Data shown:
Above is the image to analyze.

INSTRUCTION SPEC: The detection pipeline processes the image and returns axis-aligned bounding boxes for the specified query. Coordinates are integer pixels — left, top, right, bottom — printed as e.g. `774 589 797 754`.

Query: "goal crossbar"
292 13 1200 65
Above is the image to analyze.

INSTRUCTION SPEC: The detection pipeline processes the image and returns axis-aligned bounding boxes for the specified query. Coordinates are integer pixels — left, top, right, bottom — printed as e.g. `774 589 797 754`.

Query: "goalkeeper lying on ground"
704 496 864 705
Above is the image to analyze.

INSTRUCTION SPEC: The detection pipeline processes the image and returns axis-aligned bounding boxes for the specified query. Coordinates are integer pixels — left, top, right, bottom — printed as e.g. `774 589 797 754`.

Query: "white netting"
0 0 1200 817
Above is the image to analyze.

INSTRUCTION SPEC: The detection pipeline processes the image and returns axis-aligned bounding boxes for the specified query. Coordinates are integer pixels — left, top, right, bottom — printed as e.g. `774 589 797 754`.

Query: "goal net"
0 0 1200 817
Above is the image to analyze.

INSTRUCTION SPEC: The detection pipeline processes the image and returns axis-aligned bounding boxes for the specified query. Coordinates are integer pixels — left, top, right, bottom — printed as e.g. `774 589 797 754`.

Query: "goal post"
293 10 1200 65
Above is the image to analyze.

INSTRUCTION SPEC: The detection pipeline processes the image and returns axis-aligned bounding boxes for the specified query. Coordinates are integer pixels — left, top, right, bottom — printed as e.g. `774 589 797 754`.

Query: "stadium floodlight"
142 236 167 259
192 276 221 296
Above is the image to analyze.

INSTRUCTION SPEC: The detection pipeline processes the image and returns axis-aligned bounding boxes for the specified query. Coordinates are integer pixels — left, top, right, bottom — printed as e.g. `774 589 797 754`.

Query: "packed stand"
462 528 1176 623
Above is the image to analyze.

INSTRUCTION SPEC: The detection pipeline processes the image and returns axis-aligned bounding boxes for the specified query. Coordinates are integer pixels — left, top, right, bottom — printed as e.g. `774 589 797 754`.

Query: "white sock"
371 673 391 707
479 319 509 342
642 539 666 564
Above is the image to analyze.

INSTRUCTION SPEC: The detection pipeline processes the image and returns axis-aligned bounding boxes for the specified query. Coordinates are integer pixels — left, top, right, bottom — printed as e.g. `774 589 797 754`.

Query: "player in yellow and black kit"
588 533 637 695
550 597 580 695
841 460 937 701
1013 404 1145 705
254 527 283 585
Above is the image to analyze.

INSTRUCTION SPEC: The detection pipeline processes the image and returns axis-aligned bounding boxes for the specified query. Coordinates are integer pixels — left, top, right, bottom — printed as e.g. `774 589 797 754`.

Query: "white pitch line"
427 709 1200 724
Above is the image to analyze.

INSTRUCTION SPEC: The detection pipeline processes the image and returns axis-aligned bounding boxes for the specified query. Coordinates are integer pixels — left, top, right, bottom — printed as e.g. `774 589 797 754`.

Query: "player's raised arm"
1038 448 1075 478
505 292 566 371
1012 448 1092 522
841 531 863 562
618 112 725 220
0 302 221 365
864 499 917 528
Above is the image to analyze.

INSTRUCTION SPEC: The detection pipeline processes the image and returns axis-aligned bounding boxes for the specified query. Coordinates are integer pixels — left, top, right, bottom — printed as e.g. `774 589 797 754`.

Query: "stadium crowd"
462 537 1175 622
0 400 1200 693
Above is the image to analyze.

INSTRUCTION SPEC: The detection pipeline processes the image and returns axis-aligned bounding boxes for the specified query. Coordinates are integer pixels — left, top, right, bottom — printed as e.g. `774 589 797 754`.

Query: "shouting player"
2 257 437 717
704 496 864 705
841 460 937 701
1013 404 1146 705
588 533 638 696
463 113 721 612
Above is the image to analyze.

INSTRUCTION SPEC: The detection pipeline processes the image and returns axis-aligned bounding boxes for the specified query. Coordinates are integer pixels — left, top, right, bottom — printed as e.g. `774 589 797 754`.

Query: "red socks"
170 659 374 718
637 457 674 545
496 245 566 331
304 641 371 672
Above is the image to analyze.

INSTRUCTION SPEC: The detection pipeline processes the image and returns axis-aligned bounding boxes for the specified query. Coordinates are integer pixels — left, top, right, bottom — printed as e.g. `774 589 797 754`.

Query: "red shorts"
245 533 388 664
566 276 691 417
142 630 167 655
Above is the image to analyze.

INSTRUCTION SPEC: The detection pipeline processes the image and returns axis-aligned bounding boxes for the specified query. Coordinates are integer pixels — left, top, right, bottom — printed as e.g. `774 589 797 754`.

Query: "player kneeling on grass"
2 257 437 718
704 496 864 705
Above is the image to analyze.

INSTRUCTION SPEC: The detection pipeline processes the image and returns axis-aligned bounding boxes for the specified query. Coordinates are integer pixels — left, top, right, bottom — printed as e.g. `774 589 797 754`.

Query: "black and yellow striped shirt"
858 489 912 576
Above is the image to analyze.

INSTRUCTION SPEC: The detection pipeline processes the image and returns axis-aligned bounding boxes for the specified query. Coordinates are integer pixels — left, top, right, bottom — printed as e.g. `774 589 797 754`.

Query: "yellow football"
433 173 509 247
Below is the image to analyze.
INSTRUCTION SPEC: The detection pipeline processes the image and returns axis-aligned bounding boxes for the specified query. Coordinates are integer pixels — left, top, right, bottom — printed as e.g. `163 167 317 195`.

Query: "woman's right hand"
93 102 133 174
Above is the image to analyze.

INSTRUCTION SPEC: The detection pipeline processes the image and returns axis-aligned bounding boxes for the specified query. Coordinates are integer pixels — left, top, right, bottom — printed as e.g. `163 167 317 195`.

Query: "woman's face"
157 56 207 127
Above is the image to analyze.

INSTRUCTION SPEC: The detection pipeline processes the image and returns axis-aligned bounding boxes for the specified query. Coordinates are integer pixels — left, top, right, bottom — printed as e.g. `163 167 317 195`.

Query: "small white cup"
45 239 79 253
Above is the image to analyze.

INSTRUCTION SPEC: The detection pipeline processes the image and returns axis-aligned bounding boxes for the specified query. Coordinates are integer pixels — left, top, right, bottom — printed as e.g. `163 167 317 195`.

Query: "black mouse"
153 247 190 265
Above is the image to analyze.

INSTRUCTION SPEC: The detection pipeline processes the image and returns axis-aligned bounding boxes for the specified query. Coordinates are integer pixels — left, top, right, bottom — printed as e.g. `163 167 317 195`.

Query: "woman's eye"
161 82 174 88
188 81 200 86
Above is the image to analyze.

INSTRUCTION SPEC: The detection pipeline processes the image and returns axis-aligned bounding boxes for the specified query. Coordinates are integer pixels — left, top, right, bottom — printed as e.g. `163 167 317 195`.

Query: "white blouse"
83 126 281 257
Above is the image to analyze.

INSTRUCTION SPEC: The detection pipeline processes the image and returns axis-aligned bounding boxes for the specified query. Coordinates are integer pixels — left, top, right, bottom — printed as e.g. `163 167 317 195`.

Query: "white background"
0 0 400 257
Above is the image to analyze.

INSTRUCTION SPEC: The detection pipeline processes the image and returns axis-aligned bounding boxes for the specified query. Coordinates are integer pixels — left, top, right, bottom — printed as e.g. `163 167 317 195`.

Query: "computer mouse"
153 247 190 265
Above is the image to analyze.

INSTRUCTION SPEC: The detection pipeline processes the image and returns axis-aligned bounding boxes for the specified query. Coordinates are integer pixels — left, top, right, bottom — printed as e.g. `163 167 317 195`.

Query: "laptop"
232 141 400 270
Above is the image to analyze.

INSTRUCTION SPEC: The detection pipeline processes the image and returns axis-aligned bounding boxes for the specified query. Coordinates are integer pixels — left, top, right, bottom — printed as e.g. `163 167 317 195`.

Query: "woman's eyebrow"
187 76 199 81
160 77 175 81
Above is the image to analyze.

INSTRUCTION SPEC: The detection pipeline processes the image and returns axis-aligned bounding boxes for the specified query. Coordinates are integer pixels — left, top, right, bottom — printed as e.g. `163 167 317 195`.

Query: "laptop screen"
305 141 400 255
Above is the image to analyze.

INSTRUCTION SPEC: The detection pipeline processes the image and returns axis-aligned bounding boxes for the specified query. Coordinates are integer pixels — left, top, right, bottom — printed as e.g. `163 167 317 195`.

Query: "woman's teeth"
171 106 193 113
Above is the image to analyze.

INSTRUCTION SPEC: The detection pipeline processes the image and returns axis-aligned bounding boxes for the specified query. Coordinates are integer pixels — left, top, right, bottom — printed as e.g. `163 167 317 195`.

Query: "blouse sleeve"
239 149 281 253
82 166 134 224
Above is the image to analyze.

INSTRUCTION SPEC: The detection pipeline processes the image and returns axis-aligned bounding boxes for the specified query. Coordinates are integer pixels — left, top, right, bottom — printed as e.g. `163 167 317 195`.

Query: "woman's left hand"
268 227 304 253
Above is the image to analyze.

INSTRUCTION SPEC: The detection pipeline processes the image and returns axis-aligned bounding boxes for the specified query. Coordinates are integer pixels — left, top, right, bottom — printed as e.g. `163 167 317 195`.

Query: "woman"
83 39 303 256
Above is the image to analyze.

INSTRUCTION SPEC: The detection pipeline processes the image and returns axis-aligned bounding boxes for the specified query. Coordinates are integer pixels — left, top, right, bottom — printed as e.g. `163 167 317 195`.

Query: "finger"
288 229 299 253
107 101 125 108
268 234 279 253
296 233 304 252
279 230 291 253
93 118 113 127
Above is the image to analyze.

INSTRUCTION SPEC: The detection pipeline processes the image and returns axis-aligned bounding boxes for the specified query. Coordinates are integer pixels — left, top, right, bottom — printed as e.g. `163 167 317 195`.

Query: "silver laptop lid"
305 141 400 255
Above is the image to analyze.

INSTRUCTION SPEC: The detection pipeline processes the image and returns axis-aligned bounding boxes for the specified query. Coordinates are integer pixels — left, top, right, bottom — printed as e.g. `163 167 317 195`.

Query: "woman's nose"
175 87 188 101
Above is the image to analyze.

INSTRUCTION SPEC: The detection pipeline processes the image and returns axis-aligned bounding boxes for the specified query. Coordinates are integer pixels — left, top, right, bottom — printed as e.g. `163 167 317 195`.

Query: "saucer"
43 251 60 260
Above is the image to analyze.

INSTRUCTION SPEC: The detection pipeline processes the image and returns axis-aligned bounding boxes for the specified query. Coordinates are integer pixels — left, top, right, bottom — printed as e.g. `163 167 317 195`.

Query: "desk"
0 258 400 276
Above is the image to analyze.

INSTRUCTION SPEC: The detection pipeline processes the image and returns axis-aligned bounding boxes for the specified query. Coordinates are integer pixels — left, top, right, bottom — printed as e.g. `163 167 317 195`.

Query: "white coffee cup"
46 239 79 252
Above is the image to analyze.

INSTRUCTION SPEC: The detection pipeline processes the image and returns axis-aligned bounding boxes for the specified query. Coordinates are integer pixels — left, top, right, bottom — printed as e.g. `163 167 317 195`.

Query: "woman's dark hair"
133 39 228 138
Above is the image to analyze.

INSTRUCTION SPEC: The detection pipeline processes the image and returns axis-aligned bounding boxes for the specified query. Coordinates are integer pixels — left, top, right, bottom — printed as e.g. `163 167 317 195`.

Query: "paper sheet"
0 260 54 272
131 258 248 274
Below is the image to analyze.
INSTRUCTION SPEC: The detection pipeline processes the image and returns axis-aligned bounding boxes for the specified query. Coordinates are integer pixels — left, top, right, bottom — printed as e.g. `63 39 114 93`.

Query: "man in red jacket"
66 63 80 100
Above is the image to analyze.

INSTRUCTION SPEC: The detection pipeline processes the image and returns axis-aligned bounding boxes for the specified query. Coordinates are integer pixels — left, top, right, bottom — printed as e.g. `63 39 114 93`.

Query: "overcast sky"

Written problem: Present the data above, from its first line through the line containing "293 10 1200 65", as a Markdown table with columns Row and Text. Number each line in Row and leave out blank lines.

Output of the task:
| Row | Text |
|---|---|
| 1 | Above is the image to analyze. |
| 2 | INSTRUCTION SPEC: The detection pipeline processes the image and returns axis-aligned bounding boxes for the specified query. Coordinates are integer pixels — left, top, right, bottom — printed as e.g. `774 589 797 754`. |
| 3 | Query: "goal crossbar" |
| 4 | 292 13 1200 65 |
| 5 | Above is the image to analyze. |
| 6 | INSTRUCTION SPEC: The detection pipeline processes the image and returns axis-aligned bounding boxes for the specified query. Coordinates are integer pixels — left, top, right, bottom — printed as e.g. `774 589 797 754`. |
| 7 | Query: "goalkeeper lying on ground" |
| 8 | 704 496 864 705 |
| 9 | Above is the image to analyze. |
| 10 | INSTRUCTION SPEC: The detection pipeline processes the image and returns axis-aligned bounding boxes for the specified query. Coordinates are integer pixels — left, top, right, bottom — printed as e.g. `774 589 797 754`. |
| 11 | Query: "white netting" |
| 12 | 0 0 1200 817 |
| 13 | Above is the image to analyze. |
| 14 | INSTRUCTION SPEC: The detection pipeline processes the image and returns axis-aligned bounding boxes for the specified query. Coordinates are integer pixels — left, top, right, bottom — printed as e.g. `774 589 797 754`. |
| 15 | Query: "goal net" |
| 16 | 0 0 1200 817 |
| 17 | Above is the image to analyze. |
| 18 | INSTRUCTION SPEC: The detection pipeline processes the image and returns axis-aligned bounding boxes for the specified query. Coordinates are integer pixels — left, top, right, bottom — printed as e.g. `774 589 797 754`. |
| 19 | Query: "goal post" |
| 20 | 293 10 1200 65 |